**Data**
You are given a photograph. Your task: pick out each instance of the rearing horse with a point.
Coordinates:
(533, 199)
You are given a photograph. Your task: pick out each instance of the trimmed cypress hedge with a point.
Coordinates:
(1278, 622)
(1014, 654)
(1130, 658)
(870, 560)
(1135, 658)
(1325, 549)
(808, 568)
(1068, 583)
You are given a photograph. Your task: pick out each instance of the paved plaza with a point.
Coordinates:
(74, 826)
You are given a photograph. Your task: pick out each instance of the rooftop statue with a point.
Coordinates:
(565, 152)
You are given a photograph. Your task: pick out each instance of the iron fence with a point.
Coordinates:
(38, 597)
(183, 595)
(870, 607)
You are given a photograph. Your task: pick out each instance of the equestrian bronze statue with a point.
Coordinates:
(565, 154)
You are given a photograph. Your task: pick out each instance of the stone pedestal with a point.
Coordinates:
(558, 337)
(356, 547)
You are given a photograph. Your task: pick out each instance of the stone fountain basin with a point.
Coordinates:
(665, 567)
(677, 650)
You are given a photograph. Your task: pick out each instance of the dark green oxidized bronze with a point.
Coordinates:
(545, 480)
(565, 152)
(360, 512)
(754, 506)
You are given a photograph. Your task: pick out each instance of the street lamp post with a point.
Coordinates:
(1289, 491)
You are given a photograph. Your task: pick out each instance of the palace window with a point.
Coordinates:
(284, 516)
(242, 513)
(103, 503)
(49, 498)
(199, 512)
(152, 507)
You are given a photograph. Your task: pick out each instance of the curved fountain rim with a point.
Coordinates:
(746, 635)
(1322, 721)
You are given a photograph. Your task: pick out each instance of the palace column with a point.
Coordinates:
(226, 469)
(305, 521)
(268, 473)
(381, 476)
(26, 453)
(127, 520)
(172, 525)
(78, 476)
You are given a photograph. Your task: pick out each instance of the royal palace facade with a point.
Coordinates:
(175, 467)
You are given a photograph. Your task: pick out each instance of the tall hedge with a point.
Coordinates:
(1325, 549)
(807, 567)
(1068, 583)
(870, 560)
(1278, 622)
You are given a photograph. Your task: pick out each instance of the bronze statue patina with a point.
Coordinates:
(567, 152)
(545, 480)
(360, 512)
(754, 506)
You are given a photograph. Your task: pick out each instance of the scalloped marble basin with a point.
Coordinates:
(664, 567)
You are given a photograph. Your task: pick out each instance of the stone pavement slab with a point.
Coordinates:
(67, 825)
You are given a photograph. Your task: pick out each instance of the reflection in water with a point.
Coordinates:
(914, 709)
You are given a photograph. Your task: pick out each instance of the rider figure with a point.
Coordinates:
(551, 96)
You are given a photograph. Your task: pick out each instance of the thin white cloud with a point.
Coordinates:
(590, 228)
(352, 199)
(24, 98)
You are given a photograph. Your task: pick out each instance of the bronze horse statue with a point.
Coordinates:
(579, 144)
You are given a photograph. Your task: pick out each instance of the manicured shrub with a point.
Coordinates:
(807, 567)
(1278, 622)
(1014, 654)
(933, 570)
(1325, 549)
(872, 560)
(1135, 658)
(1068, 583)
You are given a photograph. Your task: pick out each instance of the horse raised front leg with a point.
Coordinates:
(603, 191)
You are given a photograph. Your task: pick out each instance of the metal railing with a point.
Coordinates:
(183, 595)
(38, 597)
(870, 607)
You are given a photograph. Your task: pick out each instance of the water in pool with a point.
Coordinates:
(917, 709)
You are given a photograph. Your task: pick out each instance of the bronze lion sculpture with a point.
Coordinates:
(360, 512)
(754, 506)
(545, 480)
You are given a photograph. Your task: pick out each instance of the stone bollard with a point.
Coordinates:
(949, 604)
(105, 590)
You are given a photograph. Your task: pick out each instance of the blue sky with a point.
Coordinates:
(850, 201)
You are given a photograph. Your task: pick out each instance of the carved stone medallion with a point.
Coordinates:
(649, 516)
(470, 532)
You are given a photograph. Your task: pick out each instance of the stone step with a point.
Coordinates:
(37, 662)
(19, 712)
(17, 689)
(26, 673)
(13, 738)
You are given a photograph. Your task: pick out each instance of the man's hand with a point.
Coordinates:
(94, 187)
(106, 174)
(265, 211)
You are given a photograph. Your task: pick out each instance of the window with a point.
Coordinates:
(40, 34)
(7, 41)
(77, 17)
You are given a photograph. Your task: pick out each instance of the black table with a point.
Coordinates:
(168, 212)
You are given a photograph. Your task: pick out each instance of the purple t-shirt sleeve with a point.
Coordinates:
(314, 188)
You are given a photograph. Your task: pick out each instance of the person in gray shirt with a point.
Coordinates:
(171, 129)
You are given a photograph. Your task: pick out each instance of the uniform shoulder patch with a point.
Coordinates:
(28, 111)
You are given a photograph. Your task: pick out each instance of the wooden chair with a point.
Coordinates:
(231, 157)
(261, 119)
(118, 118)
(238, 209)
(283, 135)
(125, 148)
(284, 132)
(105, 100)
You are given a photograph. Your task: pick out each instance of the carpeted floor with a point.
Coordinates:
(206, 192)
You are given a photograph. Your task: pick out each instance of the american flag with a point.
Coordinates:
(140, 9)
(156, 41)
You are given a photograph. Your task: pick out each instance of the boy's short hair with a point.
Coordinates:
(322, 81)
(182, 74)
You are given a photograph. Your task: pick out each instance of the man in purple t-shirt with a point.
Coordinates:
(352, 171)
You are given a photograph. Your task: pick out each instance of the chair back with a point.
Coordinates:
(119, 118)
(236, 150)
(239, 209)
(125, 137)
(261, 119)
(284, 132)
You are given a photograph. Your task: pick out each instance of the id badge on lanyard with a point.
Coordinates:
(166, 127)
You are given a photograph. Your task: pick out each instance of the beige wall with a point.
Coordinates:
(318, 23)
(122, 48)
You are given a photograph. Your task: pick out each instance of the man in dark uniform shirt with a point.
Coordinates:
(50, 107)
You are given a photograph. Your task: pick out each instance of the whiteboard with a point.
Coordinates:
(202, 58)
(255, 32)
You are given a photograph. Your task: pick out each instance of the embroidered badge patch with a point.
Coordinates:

**Activity**
Print every line of the listing exactly.

**Finished task**
You are given a photograph. Your task: pick out each instance of the rearing horse with a point.
Coordinates:
(533, 199)
You are given a photograph. Your task: pick out each instance of the trimmed cypress hedge with a point.
Coordinates:
(1278, 622)
(1014, 654)
(1130, 658)
(870, 560)
(1135, 658)
(1325, 549)
(808, 568)
(1068, 583)
You are given a photograph. Your task: pick out each instance of the paved plaza with a point.
Coordinates:
(74, 826)
You are given a photograph. Your task: pick out each instance of the rooftop statue with a point.
Coordinates:
(565, 152)
You are given a photograph. Your task: pick out each instance of the iron fence with a point.
Coordinates:
(38, 597)
(183, 595)
(870, 607)
You are given a photograph. Your task: pick out each instance of the equestrian bronze statue with a point.
Coordinates:
(565, 154)
You are given a photograph. Your task: pick out each instance of the stone pedestal with a point.
Coordinates:
(558, 337)
(356, 547)
You are given a photograph. Your task: pick out each instance of the stone fountain basin with a point.
Coordinates:
(665, 567)
(677, 650)
You are given a photograph. Your task: pick out each instance of the dark green oxidized bronze with a point.
Coordinates:
(545, 480)
(565, 152)
(360, 512)
(754, 506)
You are given a photograph. Your task: pick out each instance of the street lamp post with a point.
Coordinates:
(1289, 491)
You are given a photograph. Your task: pick out each instance of the palace window with a point.
Coordinates:
(284, 516)
(242, 513)
(103, 503)
(49, 498)
(199, 512)
(152, 507)
You are given a photograph. Your task: pick out each instance of the curved fountain rim with a point.
Coordinates:
(746, 635)
(1322, 721)
You are given a photograph. Your task: pick out each instance of the palace column with a point.
Coordinates:
(226, 469)
(305, 521)
(268, 473)
(381, 476)
(26, 453)
(127, 520)
(172, 525)
(78, 476)
You are given a photograph. Your task: pick out each instance of the royal palace facade with a point.
Coordinates:
(175, 467)
You are given a photograph. Your task: pick out each instance of the tall hedge with a point.
Coordinates:
(1325, 549)
(807, 567)
(1068, 583)
(870, 560)
(1278, 622)
You are given a photograph. Your task: pick out each instance of the bronze statue patina with a point.
Coordinates:
(567, 152)
(545, 480)
(360, 512)
(754, 506)
You are given a photograph. Your task: pick out each instance of the scalloped marble basin with a point.
Coordinates:
(664, 567)
You are given a photograph. Your task: pick out each instance of the stone pavement slab with a point.
Coordinates:
(67, 825)
You are given a photograph. Your task: pick out each instance of the reflection in water with a point.
Coordinates:
(914, 709)
You are given a photograph. Your task: pick out each instance of the rider figure with a point.
Coordinates:
(551, 96)
You are given a photograph. Your task: pick out each instance of the thin white cloud with a point.
Coordinates:
(590, 228)
(352, 199)
(24, 98)
You are given a photograph. Your task: pick out each instance of the bronze horse statue with a point.
Coordinates:
(579, 144)
You are given a photograph. Your task: pick out each instance of the manicured shrub with a point.
Coordinates:
(807, 567)
(1278, 622)
(1014, 654)
(933, 570)
(1325, 549)
(872, 560)
(1135, 658)
(1068, 583)
You are given a photograph. Your task: pick out each instance of the horse raised front leg with a point.
Coordinates:
(603, 191)
You are given a photograph. Your task: pick out each instance of the metal railing with a point.
Coordinates:
(183, 595)
(38, 597)
(870, 607)
You are given a photograph. Your task: pick out each instance of the water in pool with a point.
Coordinates:
(917, 709)
You are given a photograph. Your task: pick out each instance of the bronze lion sculpture with a point.
Coordinates:
(360, 512)
(754, 506)
(545, 480)
You are given a photograph. Your task: pick out each instance of the stone bollard with a point.
Coordinates:
(949, 604)
(105, 590)
You are given a photograph. Your task: pick out each instance of the blue sky with a point.
Coordinates:
(850, 201)
You are given a photograph. Your task: pick out each instance of the carved stone medallion with a point.
Coordinates:
(649, 516)
(470, 532)
You are given a photograph. Your task: pick out each instance of the stone step with a point.
Coordinates:
(37, 662)
(19, 712)
(17, 689)
(26, 673)
(13, 738)
You are given a photograph. Your task: pick out each instance of the man's hand with a point.
Coordinates:
(94, 187)
(106, 174)
(265, 211)
You are given a photograph. Your task: pick out each instance of the window with a point.
Coordinates:
(40, 34)
(7, 41)
(77, 17)
You are given a photograph. Your task: pick out each instance of the black table with a point.
Coordinates:
(168, 212)
You are given a photograph. Your task: pick out each instance of the purple t-shirt sleeve with a point.
Coordinates:
(314, 188)
You are given a photograph. Your task: pick out each instance of the person in gray shirt with a point.
Coordinates:
(171, 129)
You are given a photograph. Your task: pick out each instance of the uniform shoulder patch with a point.
Coordinates:
(28, 111)
You are given a photograph. Your task: pick out each instance of the wooden chair with a point.
Coordinates:
(231, 157)
(261, 119)
(118, 118)
(238, 209)
(283, 135)
(125, 148)
(284, 132)
(105, 100)
You are given a photograph. Your task: pick out each instance of the carpeted floor with a point.
Coordinates:
(206, 192)
You are given a photograph. Your task: pick out each instance of the american flag with a point.
Coordinates:
(140, 9)
(156, 41)
You are given a photograph. Your task: pick out each instance of the boy's short hair with a point.
Coordinates:
(322, 81)
(182, 74)
You are given a photograph. Your task: pick out each instance of the man in purple t-shirt with a point.
Coordinates:
(352, 171)
You are given a photograph. Your task: pick out each instance of the chair back with a point.
Coordinates:
(119, 118)
(236, 150)
(239, 209)
(125, 137)
(261, 119)
(284, 132)
You are given a photograph. Your task: pick out each instance of the id badge on lanyard with a point.
Coordinates:
(166, 127)
You are given a photograph. Your task: pick out each instance of the beige wall with a point.
Coordinates:
(318, 23)
(122, 48)
You are given a photograph. Your task: pick out each instance of the man in dark uniform shirt with a point.
Coordinates:
(50, 107)
You are given a photograph. Your task: pick out each instance of the whiteboard with a point.
Coordinates:
(202, 58)
(255, 32)
You are given a photograph. Your task: pick out each instance of the embroidered badge patch with a point.
Coordinates:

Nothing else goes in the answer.